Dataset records
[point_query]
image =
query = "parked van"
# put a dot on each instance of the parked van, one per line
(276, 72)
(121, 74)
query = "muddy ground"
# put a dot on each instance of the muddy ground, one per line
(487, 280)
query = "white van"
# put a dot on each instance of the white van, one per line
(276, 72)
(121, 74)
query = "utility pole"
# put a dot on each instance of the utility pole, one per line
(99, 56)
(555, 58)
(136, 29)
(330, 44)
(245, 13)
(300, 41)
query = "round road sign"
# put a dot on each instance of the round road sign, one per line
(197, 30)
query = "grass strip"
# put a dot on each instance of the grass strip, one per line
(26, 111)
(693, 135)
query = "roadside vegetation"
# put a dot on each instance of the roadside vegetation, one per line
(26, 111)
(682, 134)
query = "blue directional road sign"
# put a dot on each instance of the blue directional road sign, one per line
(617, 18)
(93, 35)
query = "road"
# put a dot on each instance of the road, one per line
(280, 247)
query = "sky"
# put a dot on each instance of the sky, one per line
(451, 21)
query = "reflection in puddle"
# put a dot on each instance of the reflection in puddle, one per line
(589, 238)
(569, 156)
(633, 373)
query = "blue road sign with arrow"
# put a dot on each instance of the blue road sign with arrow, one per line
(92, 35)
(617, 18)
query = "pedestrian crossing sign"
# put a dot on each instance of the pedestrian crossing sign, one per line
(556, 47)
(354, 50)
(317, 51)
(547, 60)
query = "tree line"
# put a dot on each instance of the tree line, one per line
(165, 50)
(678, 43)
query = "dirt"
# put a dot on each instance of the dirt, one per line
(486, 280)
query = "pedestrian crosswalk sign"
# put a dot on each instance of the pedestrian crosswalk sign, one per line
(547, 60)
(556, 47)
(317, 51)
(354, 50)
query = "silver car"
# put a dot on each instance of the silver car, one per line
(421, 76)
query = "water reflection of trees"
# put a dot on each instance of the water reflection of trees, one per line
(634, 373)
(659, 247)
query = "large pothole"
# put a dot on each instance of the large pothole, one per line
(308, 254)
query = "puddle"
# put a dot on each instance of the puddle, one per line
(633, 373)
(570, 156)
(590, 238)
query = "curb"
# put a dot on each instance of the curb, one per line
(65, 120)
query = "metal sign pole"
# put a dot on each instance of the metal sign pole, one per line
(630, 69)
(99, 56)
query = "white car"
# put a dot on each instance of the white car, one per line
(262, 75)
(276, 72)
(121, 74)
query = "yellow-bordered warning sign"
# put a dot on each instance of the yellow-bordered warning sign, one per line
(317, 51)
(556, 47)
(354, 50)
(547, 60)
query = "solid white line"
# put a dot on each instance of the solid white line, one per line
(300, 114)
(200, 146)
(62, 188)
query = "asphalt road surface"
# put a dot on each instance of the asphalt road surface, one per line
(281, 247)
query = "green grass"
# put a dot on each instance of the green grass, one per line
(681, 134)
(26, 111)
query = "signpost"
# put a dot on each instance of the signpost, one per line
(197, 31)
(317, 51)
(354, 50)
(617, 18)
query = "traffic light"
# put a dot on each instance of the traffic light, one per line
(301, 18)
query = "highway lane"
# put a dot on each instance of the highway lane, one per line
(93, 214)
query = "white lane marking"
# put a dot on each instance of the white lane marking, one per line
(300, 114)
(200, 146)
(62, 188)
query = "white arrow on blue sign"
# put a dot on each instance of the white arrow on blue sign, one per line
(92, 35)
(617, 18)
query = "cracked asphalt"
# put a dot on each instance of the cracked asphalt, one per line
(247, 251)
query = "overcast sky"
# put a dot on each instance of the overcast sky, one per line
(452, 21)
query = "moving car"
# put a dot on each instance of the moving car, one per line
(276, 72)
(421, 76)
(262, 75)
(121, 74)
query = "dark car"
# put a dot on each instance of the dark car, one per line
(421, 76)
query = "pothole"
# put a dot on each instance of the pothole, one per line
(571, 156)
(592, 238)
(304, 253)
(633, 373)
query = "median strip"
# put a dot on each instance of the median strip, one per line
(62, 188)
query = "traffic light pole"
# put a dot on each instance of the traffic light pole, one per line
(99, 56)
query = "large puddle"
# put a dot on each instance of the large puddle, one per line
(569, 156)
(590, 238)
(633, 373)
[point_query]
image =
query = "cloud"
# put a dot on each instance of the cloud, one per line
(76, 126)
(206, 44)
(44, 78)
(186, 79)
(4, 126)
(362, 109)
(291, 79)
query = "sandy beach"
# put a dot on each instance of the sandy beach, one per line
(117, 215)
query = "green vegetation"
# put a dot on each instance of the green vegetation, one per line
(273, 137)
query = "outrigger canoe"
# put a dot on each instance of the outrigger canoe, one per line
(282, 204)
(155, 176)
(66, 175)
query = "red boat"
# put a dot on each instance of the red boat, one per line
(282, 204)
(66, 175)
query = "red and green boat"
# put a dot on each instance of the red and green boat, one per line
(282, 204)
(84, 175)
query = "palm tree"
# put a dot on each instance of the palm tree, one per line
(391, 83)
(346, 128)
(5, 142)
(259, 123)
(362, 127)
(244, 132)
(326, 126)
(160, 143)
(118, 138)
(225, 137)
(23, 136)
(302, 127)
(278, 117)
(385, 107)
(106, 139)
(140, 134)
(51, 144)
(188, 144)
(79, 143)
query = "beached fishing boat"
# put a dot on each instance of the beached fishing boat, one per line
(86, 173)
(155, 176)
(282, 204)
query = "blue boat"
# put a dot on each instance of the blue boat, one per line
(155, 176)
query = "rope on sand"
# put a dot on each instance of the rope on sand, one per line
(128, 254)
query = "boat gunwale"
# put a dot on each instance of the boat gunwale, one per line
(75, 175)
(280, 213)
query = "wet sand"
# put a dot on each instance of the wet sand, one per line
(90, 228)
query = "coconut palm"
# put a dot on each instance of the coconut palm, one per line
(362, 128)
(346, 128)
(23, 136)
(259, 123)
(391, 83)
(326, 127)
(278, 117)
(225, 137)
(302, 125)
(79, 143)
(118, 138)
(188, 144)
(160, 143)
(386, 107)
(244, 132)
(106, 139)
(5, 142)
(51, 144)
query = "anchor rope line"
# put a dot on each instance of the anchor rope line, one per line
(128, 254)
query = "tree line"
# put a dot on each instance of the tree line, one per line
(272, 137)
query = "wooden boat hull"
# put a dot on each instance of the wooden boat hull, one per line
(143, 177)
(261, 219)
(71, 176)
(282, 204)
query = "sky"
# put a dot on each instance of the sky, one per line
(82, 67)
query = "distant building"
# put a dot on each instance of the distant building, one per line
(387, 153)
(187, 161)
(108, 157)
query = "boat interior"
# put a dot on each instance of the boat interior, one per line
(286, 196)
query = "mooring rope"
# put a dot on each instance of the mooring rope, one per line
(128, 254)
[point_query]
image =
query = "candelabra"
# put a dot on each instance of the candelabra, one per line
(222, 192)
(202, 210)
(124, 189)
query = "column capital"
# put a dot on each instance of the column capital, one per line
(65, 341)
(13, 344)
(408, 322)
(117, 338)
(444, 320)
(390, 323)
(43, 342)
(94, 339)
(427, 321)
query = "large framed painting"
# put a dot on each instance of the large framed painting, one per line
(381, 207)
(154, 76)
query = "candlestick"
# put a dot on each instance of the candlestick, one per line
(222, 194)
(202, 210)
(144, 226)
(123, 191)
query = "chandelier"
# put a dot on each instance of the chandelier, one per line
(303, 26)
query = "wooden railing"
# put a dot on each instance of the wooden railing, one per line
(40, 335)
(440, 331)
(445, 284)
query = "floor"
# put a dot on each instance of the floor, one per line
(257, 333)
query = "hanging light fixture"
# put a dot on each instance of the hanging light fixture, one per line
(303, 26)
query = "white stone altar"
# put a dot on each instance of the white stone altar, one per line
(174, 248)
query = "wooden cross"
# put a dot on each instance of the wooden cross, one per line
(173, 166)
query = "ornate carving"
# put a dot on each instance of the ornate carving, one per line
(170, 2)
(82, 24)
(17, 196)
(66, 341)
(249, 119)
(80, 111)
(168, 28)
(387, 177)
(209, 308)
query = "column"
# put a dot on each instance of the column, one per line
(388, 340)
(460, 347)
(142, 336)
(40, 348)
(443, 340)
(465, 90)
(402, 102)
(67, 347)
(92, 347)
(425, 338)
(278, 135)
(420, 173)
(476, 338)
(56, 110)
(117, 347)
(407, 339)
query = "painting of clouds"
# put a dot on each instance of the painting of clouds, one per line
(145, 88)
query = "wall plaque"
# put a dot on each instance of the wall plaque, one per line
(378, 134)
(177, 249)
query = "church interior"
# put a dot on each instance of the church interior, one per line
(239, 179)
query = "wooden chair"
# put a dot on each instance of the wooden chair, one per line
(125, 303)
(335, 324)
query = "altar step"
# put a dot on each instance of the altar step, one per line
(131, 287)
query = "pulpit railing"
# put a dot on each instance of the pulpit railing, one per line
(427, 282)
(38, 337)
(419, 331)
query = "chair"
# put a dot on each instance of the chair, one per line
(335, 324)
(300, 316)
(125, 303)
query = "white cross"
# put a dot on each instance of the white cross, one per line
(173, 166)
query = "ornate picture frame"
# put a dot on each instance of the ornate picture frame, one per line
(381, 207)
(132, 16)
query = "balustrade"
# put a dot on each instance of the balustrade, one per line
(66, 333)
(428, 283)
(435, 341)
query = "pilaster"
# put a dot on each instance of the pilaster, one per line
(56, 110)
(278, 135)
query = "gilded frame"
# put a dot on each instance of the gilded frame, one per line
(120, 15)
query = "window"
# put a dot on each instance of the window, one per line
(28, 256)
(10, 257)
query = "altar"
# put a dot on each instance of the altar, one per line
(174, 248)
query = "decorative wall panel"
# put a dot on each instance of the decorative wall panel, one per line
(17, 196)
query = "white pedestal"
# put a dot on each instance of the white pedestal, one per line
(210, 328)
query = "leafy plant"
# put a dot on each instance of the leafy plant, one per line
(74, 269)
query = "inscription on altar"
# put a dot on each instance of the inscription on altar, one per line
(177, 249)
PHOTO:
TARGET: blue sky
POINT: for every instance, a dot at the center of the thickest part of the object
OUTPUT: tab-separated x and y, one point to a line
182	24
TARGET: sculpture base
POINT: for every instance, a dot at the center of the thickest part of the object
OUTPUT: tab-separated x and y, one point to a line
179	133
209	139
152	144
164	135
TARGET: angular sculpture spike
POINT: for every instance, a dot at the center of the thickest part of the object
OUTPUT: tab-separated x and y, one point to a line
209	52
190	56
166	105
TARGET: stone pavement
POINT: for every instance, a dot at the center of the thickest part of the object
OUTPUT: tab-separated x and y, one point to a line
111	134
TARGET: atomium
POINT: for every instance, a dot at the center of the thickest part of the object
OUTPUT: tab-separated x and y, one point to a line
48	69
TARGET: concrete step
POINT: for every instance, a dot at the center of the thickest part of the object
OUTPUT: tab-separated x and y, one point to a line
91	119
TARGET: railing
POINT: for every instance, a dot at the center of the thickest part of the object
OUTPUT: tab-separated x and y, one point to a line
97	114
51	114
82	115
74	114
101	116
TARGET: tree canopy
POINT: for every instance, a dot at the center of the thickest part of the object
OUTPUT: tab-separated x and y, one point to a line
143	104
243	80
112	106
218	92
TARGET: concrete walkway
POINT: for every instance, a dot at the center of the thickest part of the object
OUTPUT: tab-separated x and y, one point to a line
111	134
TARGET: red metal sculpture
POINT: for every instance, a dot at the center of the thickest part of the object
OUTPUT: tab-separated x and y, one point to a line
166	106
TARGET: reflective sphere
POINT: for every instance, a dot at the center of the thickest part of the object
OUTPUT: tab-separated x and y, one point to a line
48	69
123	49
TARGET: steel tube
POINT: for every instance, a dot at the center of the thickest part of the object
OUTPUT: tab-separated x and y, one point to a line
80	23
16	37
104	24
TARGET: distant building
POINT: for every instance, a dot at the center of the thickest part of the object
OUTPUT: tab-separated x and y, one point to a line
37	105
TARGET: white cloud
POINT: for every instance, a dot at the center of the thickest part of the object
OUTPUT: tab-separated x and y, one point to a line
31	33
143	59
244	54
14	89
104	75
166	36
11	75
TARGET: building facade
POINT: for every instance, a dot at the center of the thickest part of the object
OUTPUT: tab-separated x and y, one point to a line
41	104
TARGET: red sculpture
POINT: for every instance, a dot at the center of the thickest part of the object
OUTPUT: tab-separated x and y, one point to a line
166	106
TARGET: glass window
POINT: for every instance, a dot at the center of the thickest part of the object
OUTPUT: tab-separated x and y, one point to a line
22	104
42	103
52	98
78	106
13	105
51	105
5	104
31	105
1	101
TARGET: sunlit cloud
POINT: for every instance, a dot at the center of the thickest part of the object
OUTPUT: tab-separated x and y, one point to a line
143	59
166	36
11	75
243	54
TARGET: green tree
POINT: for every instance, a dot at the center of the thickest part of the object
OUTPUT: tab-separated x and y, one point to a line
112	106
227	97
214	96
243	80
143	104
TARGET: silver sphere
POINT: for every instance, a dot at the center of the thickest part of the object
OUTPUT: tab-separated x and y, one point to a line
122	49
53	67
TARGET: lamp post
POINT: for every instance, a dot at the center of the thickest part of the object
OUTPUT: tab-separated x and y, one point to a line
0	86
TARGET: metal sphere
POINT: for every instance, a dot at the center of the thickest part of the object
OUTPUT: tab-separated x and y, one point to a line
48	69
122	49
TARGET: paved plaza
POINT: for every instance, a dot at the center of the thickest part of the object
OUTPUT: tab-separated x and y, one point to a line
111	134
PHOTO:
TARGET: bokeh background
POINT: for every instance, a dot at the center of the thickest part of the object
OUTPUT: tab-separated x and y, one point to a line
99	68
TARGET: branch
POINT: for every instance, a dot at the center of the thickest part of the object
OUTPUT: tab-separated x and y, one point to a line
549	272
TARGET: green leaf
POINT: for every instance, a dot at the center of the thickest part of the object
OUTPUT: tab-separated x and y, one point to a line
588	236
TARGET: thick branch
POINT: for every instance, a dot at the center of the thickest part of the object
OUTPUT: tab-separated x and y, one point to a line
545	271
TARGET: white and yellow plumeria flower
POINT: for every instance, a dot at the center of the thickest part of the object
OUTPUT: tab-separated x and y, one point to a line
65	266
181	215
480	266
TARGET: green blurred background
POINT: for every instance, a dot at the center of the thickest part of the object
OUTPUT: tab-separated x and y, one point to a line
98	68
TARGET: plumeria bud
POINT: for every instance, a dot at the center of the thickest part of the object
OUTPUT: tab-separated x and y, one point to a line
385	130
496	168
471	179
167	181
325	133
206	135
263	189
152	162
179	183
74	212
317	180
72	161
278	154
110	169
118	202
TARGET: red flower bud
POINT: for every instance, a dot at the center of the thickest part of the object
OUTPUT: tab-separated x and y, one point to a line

— Aim of the exercise —
Can you reproduce the stretch from the line containing "TARGET: red flower bud" through the end of the records, swapping "thickest part" for "widest part" and changing nothing else?

— Answer in full —
TARGET: red flower bud
POINT: for every instance, a dot at the center of the widest part of the object
OUTPUT: tab-separated x and y, one point to a line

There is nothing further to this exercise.